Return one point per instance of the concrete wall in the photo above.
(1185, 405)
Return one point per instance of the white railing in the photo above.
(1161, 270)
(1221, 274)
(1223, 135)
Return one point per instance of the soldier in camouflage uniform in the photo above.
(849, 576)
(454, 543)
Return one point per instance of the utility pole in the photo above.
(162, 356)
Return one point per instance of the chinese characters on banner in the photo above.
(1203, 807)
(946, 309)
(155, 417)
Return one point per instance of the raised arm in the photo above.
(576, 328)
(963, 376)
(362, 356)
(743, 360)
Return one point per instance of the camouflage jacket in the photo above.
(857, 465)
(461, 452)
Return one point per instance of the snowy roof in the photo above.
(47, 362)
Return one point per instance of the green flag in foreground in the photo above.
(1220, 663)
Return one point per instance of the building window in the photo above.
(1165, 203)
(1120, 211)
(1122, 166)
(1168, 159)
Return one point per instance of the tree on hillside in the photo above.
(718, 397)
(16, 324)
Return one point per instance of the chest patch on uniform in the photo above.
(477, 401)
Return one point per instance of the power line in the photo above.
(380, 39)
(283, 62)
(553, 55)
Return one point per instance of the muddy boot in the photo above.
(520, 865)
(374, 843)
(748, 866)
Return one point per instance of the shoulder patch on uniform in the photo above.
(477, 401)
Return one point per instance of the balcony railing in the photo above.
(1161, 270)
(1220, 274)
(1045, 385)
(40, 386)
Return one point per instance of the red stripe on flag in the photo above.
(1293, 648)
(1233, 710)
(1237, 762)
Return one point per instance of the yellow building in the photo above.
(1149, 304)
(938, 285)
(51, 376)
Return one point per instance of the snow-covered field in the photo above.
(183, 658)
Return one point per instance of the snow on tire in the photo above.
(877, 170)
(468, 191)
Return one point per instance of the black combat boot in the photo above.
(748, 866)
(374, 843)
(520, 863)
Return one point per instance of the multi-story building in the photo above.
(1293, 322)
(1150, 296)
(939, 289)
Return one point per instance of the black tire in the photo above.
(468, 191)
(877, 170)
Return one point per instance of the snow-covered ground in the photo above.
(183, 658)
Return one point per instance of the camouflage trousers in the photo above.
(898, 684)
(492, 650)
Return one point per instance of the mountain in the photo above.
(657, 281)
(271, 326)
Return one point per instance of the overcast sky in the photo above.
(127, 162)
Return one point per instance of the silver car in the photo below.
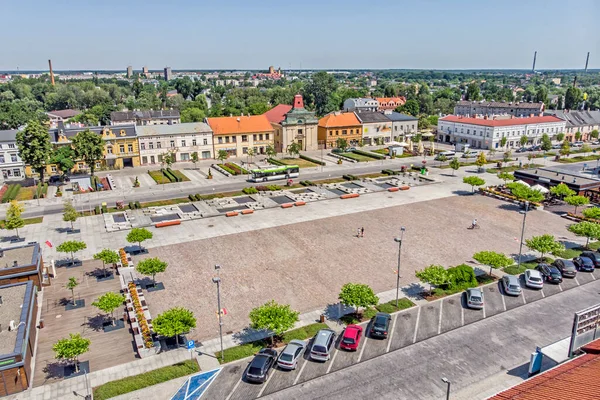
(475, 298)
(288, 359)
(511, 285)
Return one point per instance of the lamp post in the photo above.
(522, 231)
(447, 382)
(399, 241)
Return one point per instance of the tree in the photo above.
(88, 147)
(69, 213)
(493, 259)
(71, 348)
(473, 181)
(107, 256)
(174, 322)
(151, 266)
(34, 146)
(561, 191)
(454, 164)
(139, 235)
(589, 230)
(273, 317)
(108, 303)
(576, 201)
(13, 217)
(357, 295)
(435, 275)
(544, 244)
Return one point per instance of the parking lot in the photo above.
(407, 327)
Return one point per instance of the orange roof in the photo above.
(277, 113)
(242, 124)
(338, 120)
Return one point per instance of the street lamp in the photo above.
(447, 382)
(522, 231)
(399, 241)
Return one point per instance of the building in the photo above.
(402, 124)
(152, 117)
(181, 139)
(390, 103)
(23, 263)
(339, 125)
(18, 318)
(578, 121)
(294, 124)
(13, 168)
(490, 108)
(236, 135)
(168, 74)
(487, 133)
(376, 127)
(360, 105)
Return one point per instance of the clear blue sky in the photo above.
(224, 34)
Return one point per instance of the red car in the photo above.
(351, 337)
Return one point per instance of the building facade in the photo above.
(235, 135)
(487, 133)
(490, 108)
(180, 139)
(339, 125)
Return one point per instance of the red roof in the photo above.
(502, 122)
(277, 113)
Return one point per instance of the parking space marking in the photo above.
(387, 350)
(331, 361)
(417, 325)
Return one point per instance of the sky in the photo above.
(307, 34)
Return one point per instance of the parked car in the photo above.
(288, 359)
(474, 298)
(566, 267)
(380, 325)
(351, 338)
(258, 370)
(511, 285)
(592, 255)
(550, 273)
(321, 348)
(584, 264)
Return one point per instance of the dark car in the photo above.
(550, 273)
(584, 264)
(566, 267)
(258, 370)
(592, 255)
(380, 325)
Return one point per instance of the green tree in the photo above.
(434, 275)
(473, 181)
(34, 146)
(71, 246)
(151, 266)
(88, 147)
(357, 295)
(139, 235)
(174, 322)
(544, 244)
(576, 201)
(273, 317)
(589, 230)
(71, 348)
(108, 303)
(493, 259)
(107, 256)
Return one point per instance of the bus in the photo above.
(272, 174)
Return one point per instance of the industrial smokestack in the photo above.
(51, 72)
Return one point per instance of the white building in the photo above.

----

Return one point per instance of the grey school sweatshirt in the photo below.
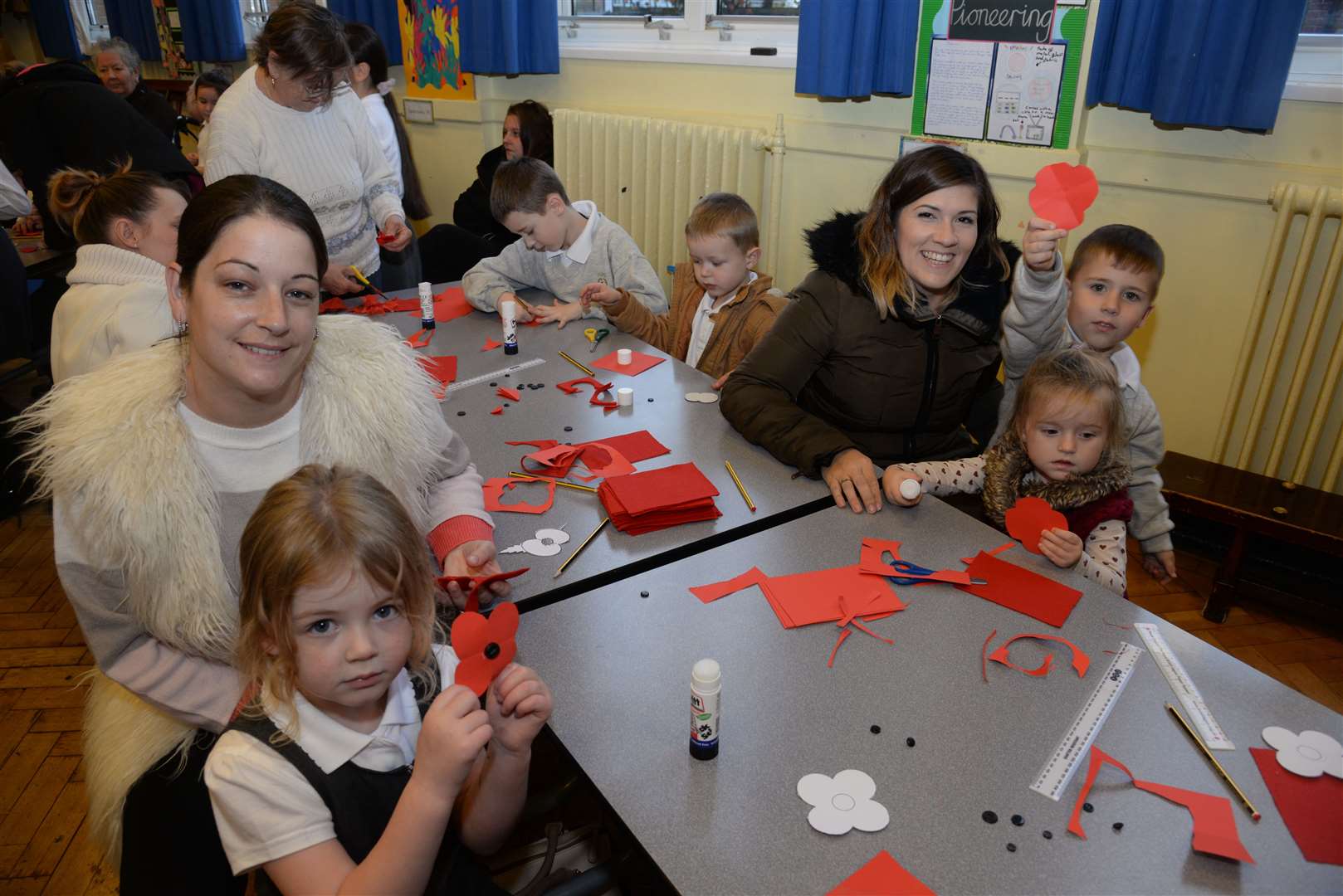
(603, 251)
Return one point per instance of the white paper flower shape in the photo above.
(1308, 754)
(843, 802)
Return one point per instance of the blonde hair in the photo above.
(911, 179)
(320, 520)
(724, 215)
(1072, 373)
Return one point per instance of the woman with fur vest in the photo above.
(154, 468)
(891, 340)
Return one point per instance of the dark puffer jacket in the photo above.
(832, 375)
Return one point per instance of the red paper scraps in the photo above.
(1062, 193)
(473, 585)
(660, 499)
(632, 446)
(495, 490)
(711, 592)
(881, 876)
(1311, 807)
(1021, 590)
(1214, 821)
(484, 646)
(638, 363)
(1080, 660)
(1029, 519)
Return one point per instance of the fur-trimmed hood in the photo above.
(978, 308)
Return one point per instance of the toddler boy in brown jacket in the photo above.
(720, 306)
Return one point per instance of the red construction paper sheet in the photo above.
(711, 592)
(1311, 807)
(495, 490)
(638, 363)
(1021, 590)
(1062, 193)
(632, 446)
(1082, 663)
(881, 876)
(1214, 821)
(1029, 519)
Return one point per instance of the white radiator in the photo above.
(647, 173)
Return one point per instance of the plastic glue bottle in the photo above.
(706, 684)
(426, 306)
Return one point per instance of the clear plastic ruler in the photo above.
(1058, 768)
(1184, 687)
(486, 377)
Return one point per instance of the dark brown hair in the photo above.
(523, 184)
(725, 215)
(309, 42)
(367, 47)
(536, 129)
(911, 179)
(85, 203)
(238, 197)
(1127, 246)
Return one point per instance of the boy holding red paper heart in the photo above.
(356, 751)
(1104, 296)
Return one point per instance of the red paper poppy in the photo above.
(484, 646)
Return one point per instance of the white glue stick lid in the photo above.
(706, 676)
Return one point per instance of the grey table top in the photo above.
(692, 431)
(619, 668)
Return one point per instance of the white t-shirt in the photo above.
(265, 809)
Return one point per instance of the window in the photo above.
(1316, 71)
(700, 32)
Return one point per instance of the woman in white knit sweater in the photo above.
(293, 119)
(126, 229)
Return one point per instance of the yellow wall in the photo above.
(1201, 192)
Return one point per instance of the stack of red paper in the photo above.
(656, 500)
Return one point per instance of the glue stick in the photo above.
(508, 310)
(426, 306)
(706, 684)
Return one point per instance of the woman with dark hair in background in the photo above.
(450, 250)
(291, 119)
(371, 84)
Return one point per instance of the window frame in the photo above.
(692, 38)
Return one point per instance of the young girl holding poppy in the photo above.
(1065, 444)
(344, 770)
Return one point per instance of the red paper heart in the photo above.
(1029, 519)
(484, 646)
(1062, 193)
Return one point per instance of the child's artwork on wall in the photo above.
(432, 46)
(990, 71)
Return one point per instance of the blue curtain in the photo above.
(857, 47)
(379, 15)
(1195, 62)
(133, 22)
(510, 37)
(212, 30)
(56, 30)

----

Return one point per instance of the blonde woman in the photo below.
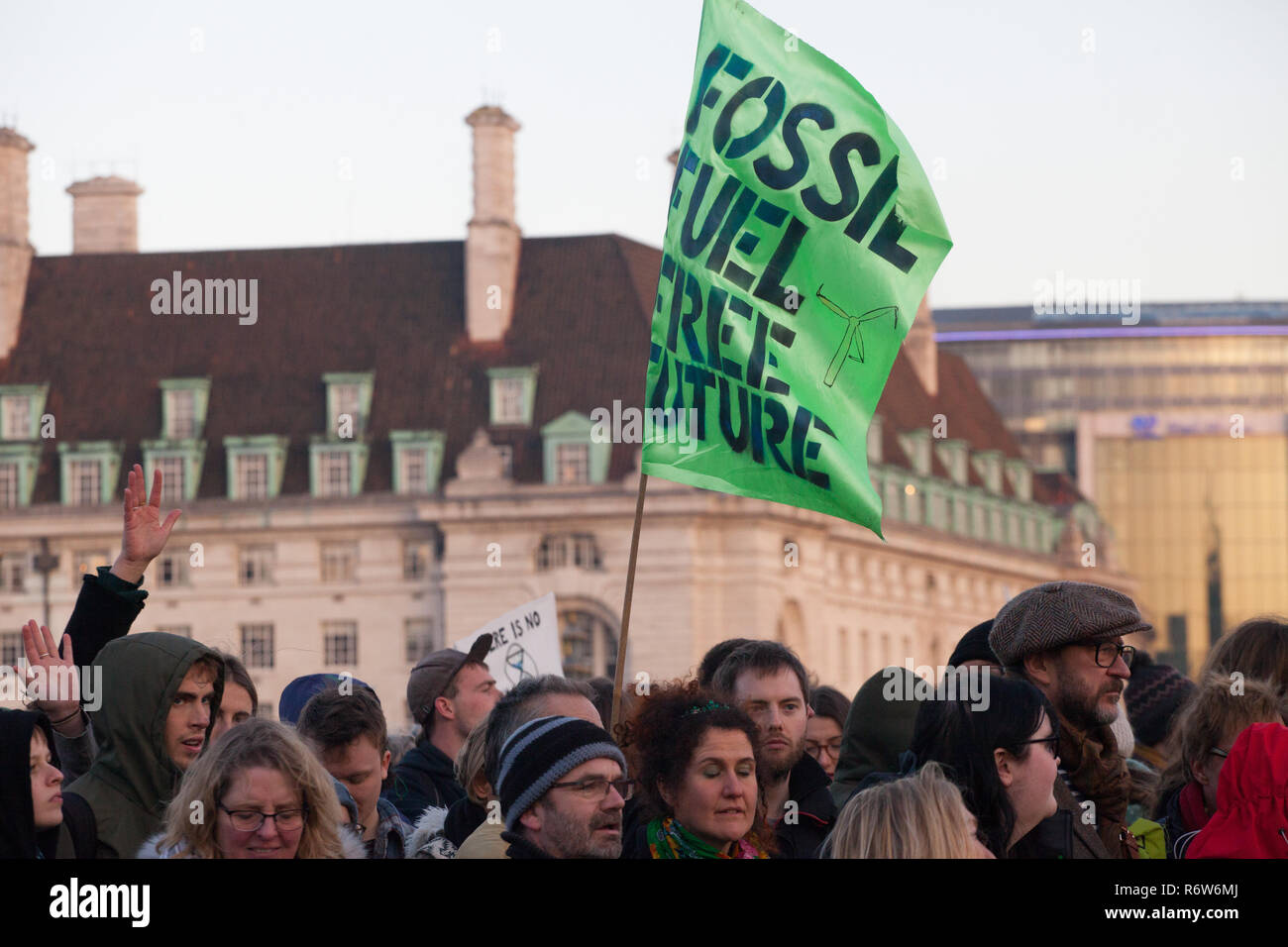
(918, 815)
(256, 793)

----

Copy the material from the line with "Return one point per instance of the red paper poppy" to the line with "(1201, 192)", both included, keeping every request as it is. Multiply each coordinate in the answers by 2.3 and round to the nearest whole number, with halves rounded up.

#### ANSWER TO THIS TASK
Return one point per instance of the red paper poppy in the photo above.
(1113, 1486)
Return one point per instance of the white glue stick lid in the photo above.
(1624, 1555)
Return one point per instance of the grey table top in the photo above.
(1592, 991)
(1424, 1536)
Return one point per instance of the white t-shirt in the photo above.
(610, 1861)
Return one point per instance of the window in the photo above.
(3027, 163)
(1610, 74)
Return one point per instance of the woman in white knit sweater in the photo above.
(674, 274)
(290, 527)
Return one point per instance of the yellow wall in the photo above.
(2762, 442)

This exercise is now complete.